▸ **WORK INSTRUCTION**
Translate this sentence from the page on PyTorch Lightning shutdown hangs into Spanish: "The core logic remains unchanged while identifiers are renamed for clarity."
Segment Start: DOCUMENT SECTION
PyTorch Lightning, macOS MPS, shutdown hang, process won't exit, DataLoader, num_workers, persistent_workers, Mac Studio M4 Max, PyTorch nightly, CIFAR-10, training loop, multiprocessing

2025

2025, Nov 18 11:00

Fixing PyTorch Lightning Shutdown Hangs on macOS (MPS): Training Ends but the Process Never Exits

PyTorch Lightning hang on macOS MPS: training ends but the process won't exit. Cause: DataLoader num_workers. Fix: update to PyTorch nightly. Keep workers fast

Minimal example that reproduces the hang

The following Lightning script mirrors a standard CIFAR‑10 training setup and exhibits the termination issue after a successful run. The core logic remains unchanged while identifiers are renamed for clarity.

import torch
import torch.nn as nn
import torch.nn.functional as F
import lightning as L
from torch.utils.data import DataLoader
from torchvision import datasets, transforms
class TinyCifarNet(L.LightningModule):
    def __init__(self):
        super().__init__()
        self.conv_a = nn.Conv2d(3, 32, 3, padding=1)
        self.conv_b = nn.Conv2d(32, 64, 3, padding=1)
        self.conv_c = nn.Conv2d(64, 64, 3, padding=1)
        self.down = nn.MaxPool2d(2, 2)
        self.dense_a = nn.Linear(64 * 4 * 4, 512)
        self.dense_b = nn.Linear(512, 10)
    def forward(self, data):
        data = self.down(F.relu(self.conv_a(data)))
        data = self.down(F.relu(self.conv_b(data)))
        data = self.down(F.relu(self.conv_c(data)))
        data = data.view(-1, 64 * 4 * 4)
        data = F.relu(self.dense_a(data))
        data = self.dense_b(data)
        return data
    def training_step(self, pack, step_idx):
        inputs, targets = pack
        scores = self(inputs)
        loss = F.cross_entropy(scores, targets)
        top1 = (scores.argmax(1) == targets).float().mean()
        self.log("train_loss", loss)
        self.log("train_acc", top1)
        return loss
    def validation_step(self, pack, step_idx):
        inputs, targets = pack
        scores = self(inputs)
        loss = F.cross_entropy(scores, targets)
        top1 = (scores.argmax(1) == targets).float().mean()
        self.log("val_loss", loss)
        self.log("val_acc", top1)
    def test_step(self, pack, step_idx):
        inputs, targets = pack
        scores = self(inputs)
Segment End: DOCUMENT SECTION
Segment Start: GIVEN DATA
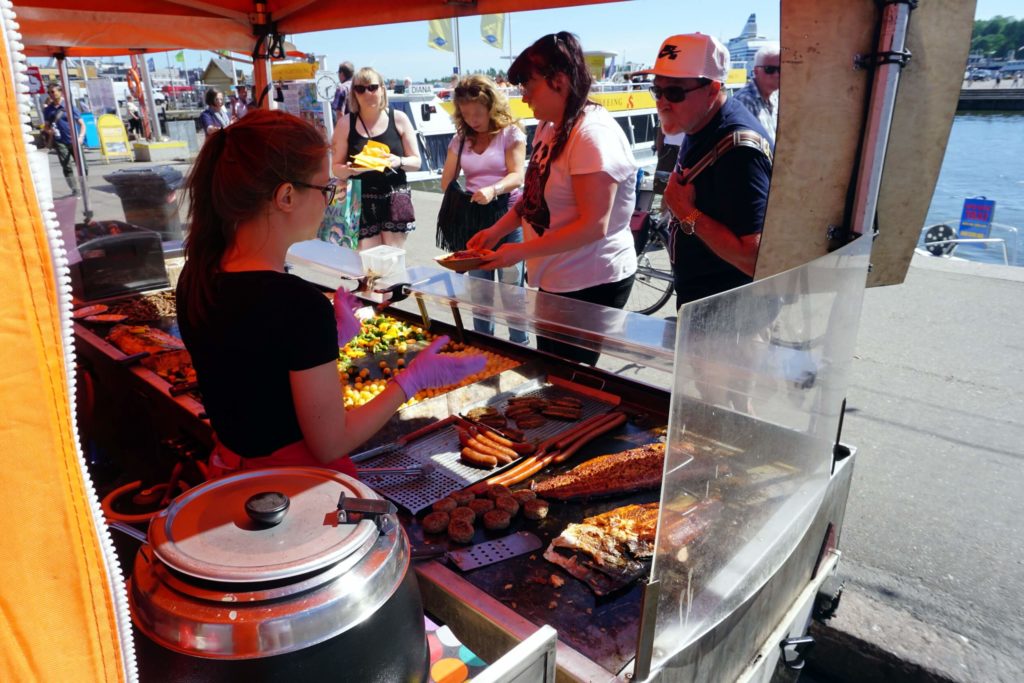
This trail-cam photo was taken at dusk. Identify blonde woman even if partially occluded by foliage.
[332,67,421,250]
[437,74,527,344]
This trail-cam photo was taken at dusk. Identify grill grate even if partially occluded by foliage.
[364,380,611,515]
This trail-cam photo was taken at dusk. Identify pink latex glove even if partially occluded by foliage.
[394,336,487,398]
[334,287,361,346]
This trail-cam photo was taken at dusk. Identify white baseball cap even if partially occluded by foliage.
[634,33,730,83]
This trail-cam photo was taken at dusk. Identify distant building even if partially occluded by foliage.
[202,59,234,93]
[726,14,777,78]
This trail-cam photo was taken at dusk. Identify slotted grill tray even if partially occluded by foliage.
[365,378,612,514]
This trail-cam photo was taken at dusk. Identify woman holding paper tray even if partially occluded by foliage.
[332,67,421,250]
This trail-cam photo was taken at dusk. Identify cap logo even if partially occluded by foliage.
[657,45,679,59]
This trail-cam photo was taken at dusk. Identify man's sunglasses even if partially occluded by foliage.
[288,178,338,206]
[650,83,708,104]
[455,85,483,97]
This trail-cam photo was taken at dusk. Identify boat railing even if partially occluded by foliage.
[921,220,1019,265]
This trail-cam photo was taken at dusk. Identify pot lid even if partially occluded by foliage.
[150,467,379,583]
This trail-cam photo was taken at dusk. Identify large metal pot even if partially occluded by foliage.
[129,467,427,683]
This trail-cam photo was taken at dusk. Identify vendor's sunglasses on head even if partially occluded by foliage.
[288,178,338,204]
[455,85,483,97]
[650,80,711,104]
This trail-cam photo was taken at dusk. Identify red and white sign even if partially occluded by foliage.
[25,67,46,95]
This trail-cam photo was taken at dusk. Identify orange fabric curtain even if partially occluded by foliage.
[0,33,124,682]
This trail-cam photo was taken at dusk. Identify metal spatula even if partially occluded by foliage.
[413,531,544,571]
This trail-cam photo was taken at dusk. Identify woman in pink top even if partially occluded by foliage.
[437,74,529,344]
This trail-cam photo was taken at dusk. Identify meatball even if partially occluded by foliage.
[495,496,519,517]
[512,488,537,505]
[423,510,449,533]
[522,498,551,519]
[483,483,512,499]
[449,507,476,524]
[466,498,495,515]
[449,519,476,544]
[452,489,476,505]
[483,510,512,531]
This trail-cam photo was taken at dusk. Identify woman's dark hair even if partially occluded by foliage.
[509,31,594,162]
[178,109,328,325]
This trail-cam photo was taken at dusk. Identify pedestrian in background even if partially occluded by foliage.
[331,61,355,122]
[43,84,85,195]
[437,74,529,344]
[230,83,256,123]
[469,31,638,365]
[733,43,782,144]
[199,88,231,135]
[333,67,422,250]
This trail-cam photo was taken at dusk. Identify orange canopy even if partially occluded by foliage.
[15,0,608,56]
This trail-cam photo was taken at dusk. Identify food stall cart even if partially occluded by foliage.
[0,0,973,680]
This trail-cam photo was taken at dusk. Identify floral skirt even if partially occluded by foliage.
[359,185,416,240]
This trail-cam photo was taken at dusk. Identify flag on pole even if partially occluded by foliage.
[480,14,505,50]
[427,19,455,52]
Segment End: GIVEN DATA
Segment Start: GIVEN DATA
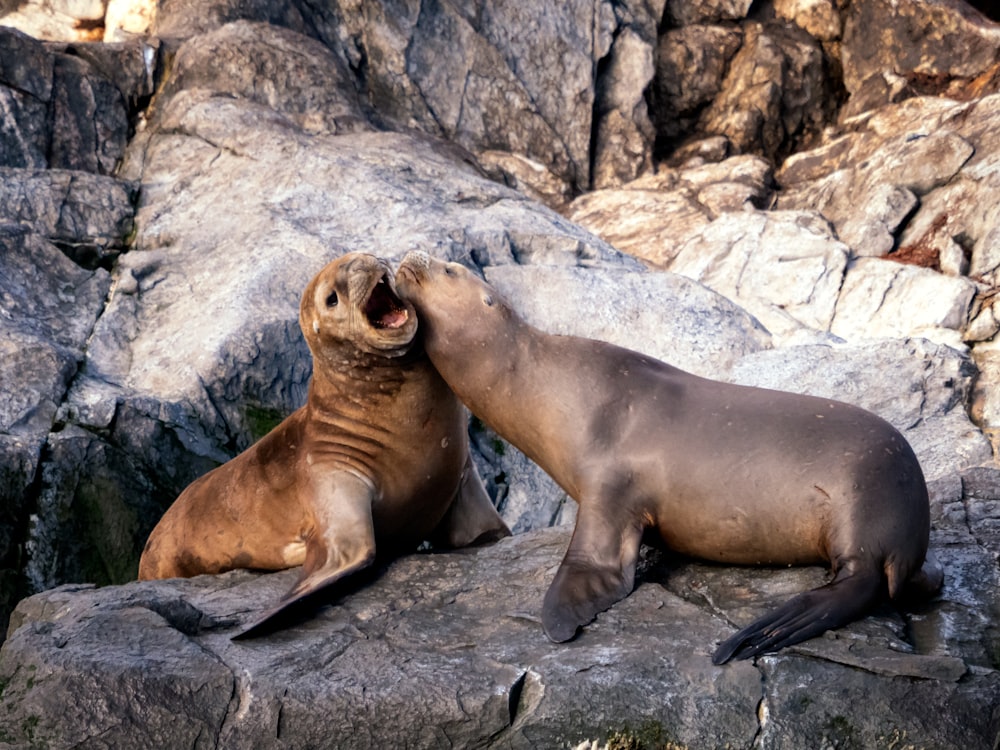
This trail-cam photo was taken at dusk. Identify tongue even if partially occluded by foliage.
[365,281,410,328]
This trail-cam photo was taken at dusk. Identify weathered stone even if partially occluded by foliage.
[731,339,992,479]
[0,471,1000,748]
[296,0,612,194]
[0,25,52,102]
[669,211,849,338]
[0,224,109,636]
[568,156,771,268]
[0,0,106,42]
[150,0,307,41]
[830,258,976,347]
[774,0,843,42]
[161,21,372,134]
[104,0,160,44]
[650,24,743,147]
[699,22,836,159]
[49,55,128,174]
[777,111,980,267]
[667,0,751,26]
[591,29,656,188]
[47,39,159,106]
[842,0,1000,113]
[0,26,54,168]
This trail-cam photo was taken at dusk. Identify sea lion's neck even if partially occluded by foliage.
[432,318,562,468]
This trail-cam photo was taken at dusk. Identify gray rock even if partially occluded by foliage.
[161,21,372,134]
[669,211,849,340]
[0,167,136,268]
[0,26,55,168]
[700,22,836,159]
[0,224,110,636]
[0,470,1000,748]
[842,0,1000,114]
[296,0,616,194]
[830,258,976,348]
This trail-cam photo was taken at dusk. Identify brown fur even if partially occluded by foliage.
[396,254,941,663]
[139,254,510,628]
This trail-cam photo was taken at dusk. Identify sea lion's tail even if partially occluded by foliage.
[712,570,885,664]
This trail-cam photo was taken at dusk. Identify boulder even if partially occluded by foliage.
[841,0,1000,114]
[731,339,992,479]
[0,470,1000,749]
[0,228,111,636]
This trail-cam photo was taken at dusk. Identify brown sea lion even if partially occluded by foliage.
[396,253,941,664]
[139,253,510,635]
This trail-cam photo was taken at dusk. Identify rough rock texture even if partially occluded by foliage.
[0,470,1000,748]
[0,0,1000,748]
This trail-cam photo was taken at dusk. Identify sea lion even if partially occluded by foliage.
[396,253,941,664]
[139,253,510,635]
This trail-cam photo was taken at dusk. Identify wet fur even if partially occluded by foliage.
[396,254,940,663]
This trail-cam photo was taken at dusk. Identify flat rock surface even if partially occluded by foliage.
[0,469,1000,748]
Segment End: GIVEN DATA
Segment Start: GIVEN DATA
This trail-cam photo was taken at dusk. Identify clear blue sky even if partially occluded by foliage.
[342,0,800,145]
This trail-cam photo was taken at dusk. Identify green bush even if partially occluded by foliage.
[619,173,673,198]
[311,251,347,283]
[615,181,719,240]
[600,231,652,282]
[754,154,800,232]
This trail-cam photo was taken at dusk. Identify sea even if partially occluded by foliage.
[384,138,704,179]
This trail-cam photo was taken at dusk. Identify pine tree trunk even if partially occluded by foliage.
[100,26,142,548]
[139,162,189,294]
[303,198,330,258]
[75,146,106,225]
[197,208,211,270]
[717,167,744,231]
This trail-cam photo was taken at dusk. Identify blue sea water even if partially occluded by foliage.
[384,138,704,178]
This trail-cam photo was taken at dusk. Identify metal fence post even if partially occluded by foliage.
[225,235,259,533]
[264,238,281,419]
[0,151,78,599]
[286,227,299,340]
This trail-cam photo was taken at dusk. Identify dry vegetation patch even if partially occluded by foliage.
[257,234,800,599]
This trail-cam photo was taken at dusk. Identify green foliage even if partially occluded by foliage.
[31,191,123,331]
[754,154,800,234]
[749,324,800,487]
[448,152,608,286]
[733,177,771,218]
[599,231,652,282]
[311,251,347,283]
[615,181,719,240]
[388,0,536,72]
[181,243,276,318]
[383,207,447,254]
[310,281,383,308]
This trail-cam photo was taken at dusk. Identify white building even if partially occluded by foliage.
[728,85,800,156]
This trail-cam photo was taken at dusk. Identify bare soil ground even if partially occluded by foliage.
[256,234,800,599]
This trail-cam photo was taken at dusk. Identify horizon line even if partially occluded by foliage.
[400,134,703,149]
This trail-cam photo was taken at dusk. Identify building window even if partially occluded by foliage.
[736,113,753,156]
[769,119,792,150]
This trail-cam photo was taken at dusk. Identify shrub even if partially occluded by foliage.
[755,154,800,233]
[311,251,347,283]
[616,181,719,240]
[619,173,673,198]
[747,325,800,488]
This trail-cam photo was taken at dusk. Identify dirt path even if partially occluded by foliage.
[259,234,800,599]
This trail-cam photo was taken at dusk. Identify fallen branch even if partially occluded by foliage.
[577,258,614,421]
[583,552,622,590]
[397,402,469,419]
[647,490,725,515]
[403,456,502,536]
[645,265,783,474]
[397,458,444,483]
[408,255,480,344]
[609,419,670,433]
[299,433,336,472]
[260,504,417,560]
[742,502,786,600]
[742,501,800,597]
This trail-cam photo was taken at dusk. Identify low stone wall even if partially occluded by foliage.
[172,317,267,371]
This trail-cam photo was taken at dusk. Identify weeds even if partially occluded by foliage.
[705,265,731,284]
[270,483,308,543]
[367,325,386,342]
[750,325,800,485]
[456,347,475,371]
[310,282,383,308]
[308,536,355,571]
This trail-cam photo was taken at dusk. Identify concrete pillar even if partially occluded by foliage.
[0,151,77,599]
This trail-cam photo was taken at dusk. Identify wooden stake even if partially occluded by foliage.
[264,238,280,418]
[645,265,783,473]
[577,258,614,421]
Segment End: GIVEN DATA
▸ **PROBLEM SOLUTION**
La lógica principal se mantiene sin cambios, mientras que los identificadores se renombran para mayor claridad.